Verilen görev 1 – Orban karşıtı muhalefetin birleşmesini anlatan metni iki cümleyle özetleyin.
Verilen görev 2 – Orban karşıtı muhalefetin birleşmesini anlatan metinde "Partilerin yönetim kademesindeki" ifadesinden "nasıl kendini gösteriyordu?" ifadesine kadar olan kısmı aynen kopyalayın.

Belge metni –
+---+

Partilerin yönetim kademesindeki insanlar birbirlerine hep mesafeliydiler. Böyle bir birlikteliğin sonuç vereceğini ummuyorlardı. Öte yandan “Küçük olsun benim olsun” hesapları vardı. Parti yöneticilerini bir araya gelmeye zorlayan etmenler ortada yoktu. Görüşmeler oluyordu belki ama hep aralarındaki farklılıkları öne çıkarıyorlardı. Partilerin tabanının ortak özelliği ise Orban rejimine karşı olmalarıydı. Sonuçta tabanın “yeter” demesinin ulaştığı bir kolektif moment geldi.
‘MUHALEFETİN BİR ARAYA GELMESİNDE TABANIN ZORLAYICI ETKİSİ ÇOK BELİRGİNDİ’
Tabanın “birleşin” talebi nasıl kendini gösteriyordu?
Partiler tek tek toplantı, protesto, gösteri yaptıkları zaman çok az insan bir araya gelirken, partiler tarafından organize edilmeyen ama Orban rejimine karşı bir gösteriye on binlerce insan katılıyordu. Birbirleriyle anlaşamayan ama ortak noktaları Başbakan Orban’ın yarattığı yeni rejime karşı olmak olan muhalefet partilerinin tabanı bu platformlarda bir araya geliyordu. Aslında bakılırsa bu birlikteliklerde sivil hareketlerin girişimlerinin rolü bence önemliydi. Çünkü son birkaç yılda protestolar hep sivil hareketlerin öncülüğünde oldu. Bir öğrenci hareketi, bir memur hareketi, bir sağlık emekçileri hareketi tarafından organize edilen mitinge tüm partilerin tabanından katılım oldu. Kamuoyu yoklamaları da bu dönemde muhalif seçmenin üçte ikisinin partilerinin seçim işbirliğine gitmesini istediğini gösteriyordu. Dolayısıyla, muhalefetin bir araya gelmesinde tabanın zorlayıcı etkisi çok belirgindi.
‘HER TIKANMADA TABANIN BASKISI GELDİ’
Muhalefet partilerinin yan yana gelmesi nasıl bir süreçti? Ne gibi zorluklar yaşandı?

+---+

Veri kayıtları –

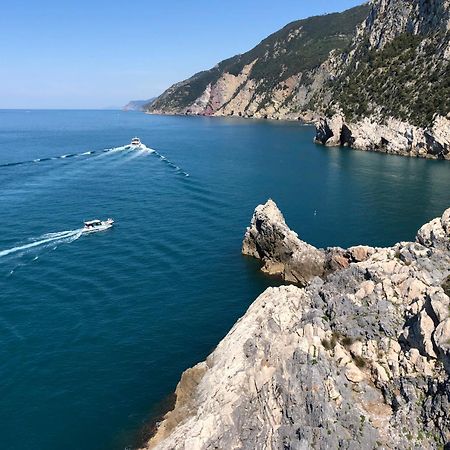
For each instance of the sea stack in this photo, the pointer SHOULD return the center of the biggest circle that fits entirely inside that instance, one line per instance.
(357, 359)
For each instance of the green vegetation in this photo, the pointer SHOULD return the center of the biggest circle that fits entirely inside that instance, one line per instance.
(298, 47)
(405, 80)
(359, 361)
(446, 286)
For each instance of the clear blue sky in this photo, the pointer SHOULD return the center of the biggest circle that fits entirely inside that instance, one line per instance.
(95, 53)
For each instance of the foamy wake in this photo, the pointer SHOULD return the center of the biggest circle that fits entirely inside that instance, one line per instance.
(90, 153)
(46, 240)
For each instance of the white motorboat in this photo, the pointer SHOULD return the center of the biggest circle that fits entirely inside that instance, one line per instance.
(92, 226)
(135, 142)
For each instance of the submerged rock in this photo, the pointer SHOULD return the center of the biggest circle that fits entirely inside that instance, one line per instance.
(359, 359)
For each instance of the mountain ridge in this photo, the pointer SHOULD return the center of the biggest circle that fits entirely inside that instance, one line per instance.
(375, 77)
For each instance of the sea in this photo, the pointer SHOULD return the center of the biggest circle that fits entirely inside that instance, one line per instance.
(95, 330)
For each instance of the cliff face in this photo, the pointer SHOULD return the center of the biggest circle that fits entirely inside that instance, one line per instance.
(275, 79)
(380, 72)
(392, 91)
(359, 359)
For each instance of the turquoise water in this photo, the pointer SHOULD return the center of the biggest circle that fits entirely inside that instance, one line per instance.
(95, 330)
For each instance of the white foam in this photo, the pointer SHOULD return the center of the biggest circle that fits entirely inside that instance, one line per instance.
(44, 240)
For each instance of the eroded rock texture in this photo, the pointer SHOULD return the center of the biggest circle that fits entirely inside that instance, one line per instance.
(357, 360)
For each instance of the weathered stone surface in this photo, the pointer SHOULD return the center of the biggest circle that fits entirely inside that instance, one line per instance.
(330, 365)
(283, 253)
(388, 136)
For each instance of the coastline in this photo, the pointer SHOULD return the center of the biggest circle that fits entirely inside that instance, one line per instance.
(328, 358)
(392, 138)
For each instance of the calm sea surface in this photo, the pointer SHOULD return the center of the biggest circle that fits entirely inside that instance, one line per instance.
(96, 330)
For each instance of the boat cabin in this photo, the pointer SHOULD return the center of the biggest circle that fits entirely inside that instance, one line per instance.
(92, 223)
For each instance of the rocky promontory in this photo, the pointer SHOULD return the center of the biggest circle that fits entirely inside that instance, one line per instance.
(359, 357)
(375, 77)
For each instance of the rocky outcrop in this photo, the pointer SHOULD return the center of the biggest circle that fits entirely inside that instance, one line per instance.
(283, 254)
(375, 78)
(277, 79)
(359, 359)
(392, 136)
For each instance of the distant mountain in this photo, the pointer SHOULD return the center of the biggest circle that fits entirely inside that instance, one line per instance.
(374, 77)
(138, 105)
(275, 79)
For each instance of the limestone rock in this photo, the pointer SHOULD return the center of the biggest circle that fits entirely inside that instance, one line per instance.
(359, 359)
(270, 239)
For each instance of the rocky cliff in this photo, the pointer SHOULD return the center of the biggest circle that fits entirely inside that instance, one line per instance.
(378, 77)
(276, 79)
(358, 358)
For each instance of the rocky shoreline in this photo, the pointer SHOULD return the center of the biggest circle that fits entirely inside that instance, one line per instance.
(359, 357)
(393, 136)
(372, 78)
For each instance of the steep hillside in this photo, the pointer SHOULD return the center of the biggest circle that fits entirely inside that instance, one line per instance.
(377, 76)
(277, 76)
(359, 359)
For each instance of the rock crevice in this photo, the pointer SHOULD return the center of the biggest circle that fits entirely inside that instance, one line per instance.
(356, 359)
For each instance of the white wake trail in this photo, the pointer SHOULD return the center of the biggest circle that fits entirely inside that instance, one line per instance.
(45, 240)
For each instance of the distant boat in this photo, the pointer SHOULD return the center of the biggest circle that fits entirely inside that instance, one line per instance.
(135, 142)
(92, 226)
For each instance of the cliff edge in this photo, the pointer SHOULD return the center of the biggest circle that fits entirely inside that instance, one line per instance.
(375, 77)
(357, 359)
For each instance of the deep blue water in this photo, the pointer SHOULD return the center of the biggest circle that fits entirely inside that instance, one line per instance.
(96, 330)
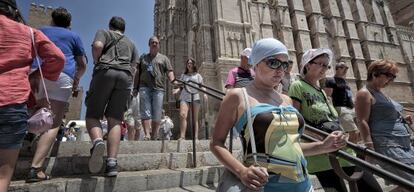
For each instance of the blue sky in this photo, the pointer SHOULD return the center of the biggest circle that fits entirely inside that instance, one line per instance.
(91, 15)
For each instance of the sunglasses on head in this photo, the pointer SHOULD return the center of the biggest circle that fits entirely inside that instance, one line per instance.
(389, 75)
(326, 66)
(274, 63)
(342, 67)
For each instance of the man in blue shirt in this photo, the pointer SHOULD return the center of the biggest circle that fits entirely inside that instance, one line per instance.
(60, 91)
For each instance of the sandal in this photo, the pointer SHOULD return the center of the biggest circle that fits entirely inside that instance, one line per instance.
(34, 177)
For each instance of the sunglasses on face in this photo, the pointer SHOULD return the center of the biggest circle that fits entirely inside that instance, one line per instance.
(325, 66)
(274, 63)
(389, 75)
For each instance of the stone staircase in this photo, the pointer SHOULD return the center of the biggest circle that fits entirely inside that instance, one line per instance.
(144, 166)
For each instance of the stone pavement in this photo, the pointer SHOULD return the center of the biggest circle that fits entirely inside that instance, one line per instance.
(144, 166)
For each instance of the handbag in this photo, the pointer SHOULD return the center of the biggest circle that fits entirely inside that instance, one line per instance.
(228, 181)
(42, 119)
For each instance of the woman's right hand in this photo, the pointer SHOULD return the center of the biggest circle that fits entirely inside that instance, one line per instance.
(254, 177)
(335, 141)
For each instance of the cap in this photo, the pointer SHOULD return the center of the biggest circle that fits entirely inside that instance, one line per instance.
(267, 47)
(246, 52)
(311, 54)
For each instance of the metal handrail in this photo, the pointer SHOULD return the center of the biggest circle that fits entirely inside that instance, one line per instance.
(209, 88)
(365, 151)
(354, 160)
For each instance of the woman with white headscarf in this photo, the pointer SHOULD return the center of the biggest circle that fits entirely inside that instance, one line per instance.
(311, 101)
(277, 127)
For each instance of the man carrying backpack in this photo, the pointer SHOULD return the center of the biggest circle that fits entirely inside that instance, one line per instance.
(115, 59)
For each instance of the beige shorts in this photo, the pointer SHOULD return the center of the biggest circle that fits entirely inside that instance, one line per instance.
(346, 118)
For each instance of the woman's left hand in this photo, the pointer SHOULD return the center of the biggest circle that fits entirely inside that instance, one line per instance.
(335, 141)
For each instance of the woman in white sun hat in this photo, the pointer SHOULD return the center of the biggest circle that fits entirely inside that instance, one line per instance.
(277, 127)
(311, 101)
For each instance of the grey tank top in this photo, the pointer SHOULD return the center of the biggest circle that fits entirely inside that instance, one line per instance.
(386, 123)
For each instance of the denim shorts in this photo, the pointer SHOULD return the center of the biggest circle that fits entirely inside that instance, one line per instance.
(151, 101)
(13, 125)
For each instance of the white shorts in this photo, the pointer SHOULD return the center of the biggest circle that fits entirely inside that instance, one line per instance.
(59, 90)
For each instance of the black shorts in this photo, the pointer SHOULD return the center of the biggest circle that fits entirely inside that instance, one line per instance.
(108, 94)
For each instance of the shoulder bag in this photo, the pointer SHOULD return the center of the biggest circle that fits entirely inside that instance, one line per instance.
(42, 119)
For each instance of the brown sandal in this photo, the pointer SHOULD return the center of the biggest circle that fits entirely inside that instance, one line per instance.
(34, 177)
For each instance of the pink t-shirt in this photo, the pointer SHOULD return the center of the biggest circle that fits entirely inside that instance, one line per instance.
(16, 57)
(239, 77)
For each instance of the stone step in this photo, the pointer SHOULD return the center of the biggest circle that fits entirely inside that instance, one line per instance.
(173, 180)
(194, 188)
(162, 179)
(78, 165)
(82, 148)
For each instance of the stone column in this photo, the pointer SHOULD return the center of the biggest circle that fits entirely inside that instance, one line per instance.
(282, 28)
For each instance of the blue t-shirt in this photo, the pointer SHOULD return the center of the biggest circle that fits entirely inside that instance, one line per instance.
(70, 44)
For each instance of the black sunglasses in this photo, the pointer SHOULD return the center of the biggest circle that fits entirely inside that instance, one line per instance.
(389, 75)
(325, 66)
(274, 63)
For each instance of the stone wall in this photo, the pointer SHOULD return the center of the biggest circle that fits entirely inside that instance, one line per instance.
(214, 32)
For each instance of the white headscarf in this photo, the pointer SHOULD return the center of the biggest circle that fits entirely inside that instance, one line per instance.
(267, 47)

+---+

Doğru cevap 1 – Parti yöneticileri birbirlerine mesafeli durup farklılıklarını öne çıkarırken, partilerin tabanı Orban rejimine karşı olmakta ortaklaşıyordu; partilerin düzenlemediği, çoğunlukla sivil hareketlerin öncülüğündeki gösterilere on binlerce kişi katılıyordu ve muhalif seçmenin üçte ikisi seçim işbirliği istiyordu. Bu yüzden muhalefetin bir araya gelmesinde tabanın zorlayıcı etkisi çok belirgindi.

Doğru cevap 2 –
Partilerin yönetim kademesindeki insanlar birbirlerine hep mesafeliydiler. Böyle bir birlikteliğin sonuç vereceğini ummuyorlardı. Öte yandan “Küçük olsun benim olsun” hesapları vardı. Parti yöneticilerini bir araya gelmeye zorlayan etmenler ortada yoktu. Görüşmeler oluyordu belki ama hep aralarındaki farklılıkları öne çıkarıyorlardı. Partilerin tabanının ortak özelliği ise Orban rejimine karşı olmalarıydı. Sonuçta tabanın “yeter” demesinin ulaştığı bir kolektif moment geldi.
‘MUHALEFETİN BİR ARAYA GELMESİNDE TABANIN ZORLAYICI ETKİSİ ÇOK BELİRGİNDİ’
Tabanın “birleşin” talebi nasıl kendini gösteriyordu?